## start

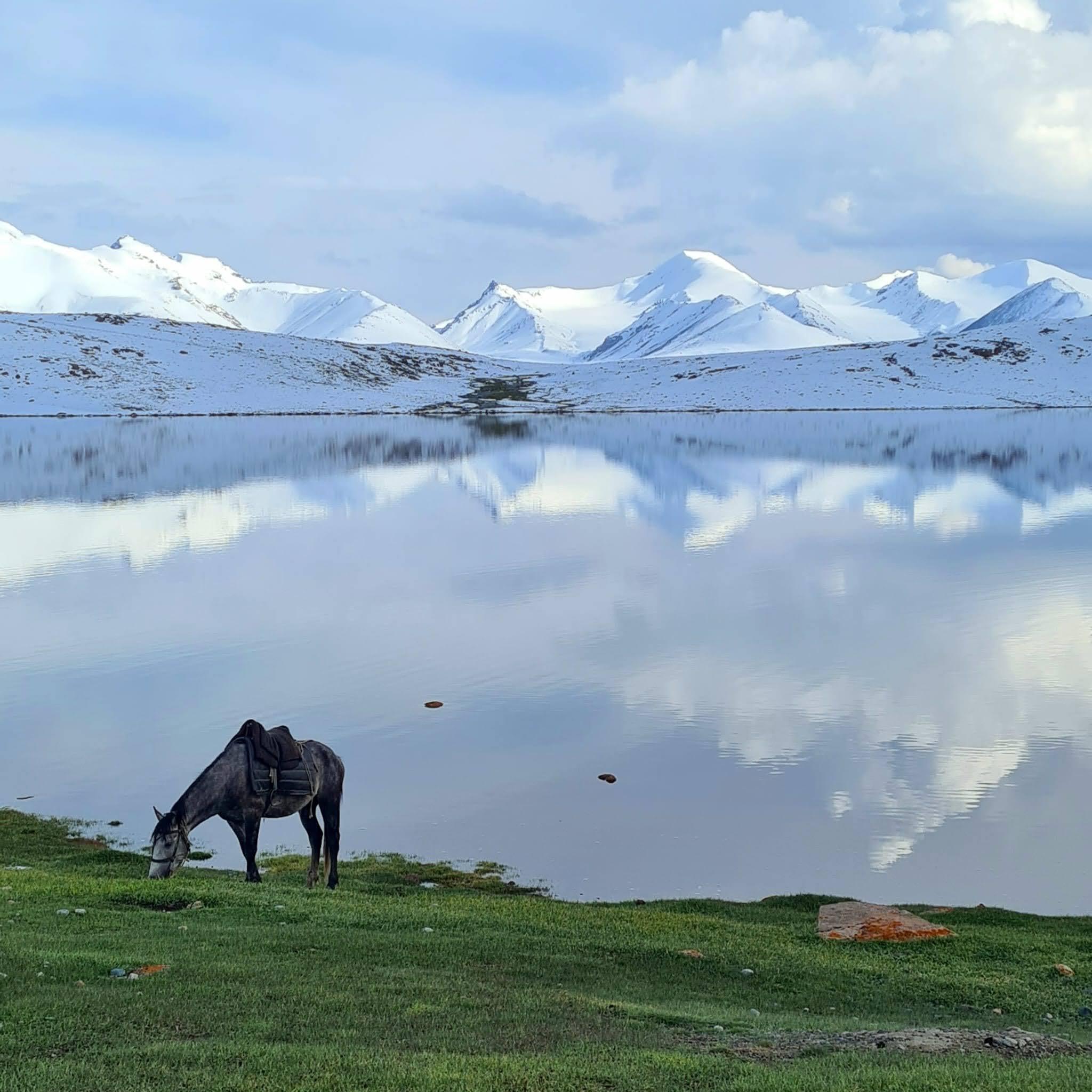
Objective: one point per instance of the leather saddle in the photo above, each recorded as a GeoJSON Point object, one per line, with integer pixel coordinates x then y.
{"type": "Point", "coordinates": [278, 761]}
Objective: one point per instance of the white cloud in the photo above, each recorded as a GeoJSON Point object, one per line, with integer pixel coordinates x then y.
{"type": "Point", "coordinates": [1024, 13]}
{"type": "Point", "coordinates": [967, 133]}
{"type": "Point", "coordinates": [951, 266]}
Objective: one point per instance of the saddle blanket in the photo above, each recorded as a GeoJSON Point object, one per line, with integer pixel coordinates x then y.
{"type": "Point", "coordinates": [276, 747]}
{"type": "Point", "coordinates": [288, 776]}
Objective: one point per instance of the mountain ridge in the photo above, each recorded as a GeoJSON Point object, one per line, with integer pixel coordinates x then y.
{"type": "Point", "coordinates": [694, 303]}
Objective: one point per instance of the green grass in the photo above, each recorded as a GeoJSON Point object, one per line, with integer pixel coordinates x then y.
{"type": "Point", "coordinates": [274, 987]}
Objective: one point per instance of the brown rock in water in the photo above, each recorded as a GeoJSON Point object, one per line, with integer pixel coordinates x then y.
{"type": "Point", "coordinates": [865, 921]}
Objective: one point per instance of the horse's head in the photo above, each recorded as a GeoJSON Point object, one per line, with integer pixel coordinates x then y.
{"type": "Point", "coordinates": [171, 847]}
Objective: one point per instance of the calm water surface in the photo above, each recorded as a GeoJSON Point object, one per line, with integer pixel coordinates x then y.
{"type": "Point", "coordinates": [839, 652]}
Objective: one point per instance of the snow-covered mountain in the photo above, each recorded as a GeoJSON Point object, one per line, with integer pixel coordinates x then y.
{"type": "Point", "coordinates": [699, 303]}
{"type": "Point", "coordinates": [1048, 302]}
{"type": "Point", "coordinates": [131, 278]}
{"type": "Point", "coordinates": [696, 303]}
{"type": "Point", "coordinates": [531, 324]}
{"type": "Point", "coordinates": [91, 364]}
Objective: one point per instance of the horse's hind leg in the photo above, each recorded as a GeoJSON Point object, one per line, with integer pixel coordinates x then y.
{"type": "Point", "coordinates": [315, 833]}
{"type": "Point", "coordinates": [331, 820]}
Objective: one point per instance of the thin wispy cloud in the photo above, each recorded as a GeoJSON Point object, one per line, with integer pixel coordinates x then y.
{"type": "Point", "coordinates": [443, 143]}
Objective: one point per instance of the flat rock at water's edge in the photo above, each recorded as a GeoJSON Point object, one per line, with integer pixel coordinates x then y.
{"type": "Point", "coordinates": [865, 921]}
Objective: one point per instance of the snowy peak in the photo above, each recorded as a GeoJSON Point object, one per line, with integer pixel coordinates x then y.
{"type": "Point", "coordinates": [698, 276]}
{"type": "Point", "coordinates": [1051, 301]}
{"type": "Point", "coordinates": [504, 322]}
{"type": "Point", "coordinates": [132, 278]}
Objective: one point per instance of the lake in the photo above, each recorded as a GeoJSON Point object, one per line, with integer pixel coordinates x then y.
{"type": "Point", "coordinates": [848, 653]}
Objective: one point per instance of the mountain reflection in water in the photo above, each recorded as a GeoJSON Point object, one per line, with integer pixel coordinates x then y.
{"type": "Point", "coordinates": [839, 652]}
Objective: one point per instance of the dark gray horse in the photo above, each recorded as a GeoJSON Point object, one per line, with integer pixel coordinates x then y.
{"type": "Point", "coordinates": [224, 789]}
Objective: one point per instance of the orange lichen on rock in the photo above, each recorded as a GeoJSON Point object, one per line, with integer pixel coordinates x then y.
{"type": "Point", "coordinates": [865, 921]}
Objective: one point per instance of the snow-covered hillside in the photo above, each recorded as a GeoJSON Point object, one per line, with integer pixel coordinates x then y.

## end

* Task requirements:
Turn the lines from the one containing "Objective: one point per instance of the orange" through the last line above into a numbered list, leaving out any blank lines.

* Answer to this problem:
1. Objective: one point per instance of the orange lichen on rock in the photo above, each recorded as a GeoJSON Point object, one per line, with integer pixel coordinates x then y.
2. {"type": "Point", "coordinates": [865, 921]}
3. Objective: one point per instance of the snow-covered hillside in the photo above, each recorded as a GeoJSON Point object, one per line, with integer pixel coordinates x then y.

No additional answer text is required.